• [DATA TO PROCESS]
+ + + +

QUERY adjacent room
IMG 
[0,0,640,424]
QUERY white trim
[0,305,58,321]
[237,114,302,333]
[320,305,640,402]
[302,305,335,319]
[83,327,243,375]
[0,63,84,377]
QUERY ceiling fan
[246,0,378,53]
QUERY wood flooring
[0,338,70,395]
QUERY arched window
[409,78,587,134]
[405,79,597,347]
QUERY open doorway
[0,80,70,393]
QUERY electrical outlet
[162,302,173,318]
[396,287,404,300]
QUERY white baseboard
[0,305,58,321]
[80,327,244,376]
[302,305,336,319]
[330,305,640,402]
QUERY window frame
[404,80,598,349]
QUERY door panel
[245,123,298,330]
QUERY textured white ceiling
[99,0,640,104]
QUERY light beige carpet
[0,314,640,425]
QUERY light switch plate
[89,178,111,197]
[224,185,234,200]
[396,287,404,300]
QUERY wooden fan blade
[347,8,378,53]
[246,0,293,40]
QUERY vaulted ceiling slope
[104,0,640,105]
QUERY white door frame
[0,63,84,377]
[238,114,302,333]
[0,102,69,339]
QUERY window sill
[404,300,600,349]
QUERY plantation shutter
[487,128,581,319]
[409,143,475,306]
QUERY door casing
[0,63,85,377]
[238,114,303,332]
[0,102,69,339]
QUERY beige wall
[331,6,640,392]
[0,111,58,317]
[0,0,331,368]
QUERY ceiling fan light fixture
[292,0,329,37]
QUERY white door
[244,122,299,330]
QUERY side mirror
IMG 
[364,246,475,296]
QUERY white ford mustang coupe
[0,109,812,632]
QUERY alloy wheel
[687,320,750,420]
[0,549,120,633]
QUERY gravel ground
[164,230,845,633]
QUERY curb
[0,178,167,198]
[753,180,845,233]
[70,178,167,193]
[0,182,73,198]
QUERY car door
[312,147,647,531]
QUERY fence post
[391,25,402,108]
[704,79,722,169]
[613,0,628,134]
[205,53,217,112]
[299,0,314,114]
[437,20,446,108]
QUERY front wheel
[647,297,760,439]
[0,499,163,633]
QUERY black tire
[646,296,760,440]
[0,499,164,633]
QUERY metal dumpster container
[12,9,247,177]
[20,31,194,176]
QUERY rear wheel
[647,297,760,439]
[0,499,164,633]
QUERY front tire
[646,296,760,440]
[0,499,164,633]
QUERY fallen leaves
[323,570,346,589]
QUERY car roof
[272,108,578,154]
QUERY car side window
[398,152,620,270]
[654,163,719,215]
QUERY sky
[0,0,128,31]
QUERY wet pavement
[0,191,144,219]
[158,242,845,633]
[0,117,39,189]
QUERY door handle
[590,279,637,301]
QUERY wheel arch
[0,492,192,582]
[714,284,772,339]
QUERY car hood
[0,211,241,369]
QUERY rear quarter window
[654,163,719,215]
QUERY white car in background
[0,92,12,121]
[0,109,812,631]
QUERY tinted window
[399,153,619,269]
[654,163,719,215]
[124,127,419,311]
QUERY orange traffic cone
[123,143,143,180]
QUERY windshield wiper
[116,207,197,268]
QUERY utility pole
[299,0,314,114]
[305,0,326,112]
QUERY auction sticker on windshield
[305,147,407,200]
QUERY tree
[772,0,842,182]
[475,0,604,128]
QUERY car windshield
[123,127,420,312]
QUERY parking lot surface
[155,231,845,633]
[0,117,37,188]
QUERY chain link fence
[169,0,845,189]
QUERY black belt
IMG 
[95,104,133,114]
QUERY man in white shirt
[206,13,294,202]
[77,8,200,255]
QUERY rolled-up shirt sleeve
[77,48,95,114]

+ + + +

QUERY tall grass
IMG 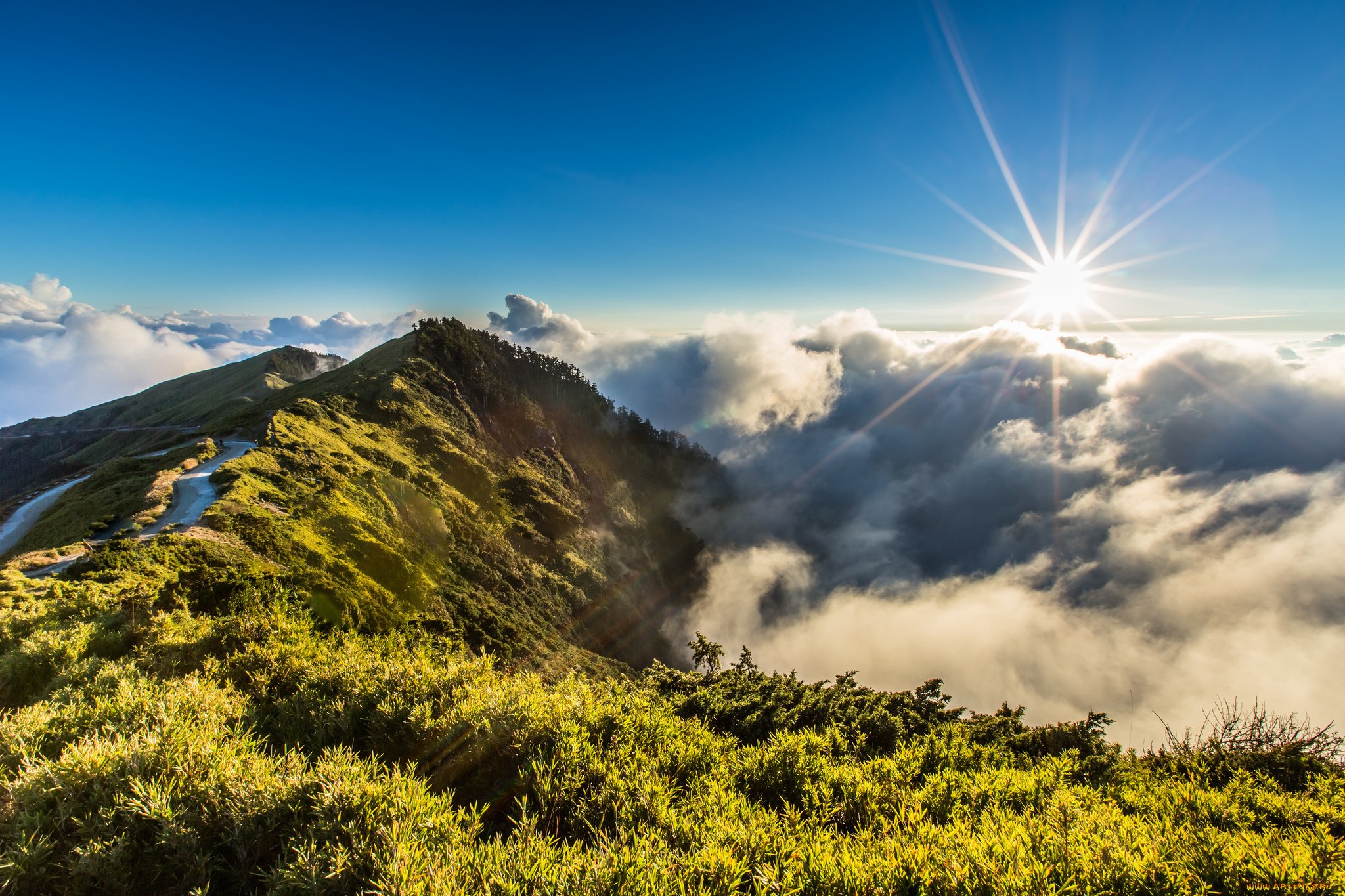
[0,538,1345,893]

+ + + +

• [GOAL OF THE EXERCISE] Reproduce the rows in the stretch from the line containing "QUERY parking lot surface" through the line containing "[77,48,95,114]", replacing "shirt" with "blouse" and leaving everything else unchanged.

• [RESPONSE BELOW]
QUERY parking lot surface
[155,231,845,633]
[0,117,37,188]
QUERY chain link fence
[169,0,845,189]
QUERY black belt
IMG 
[95,104,133,114]
QUERY man in white blouse
[206,13,294,202]
[77,8,200,255]
QUERY rolled-up blouse sleeve
[77,48,95,114]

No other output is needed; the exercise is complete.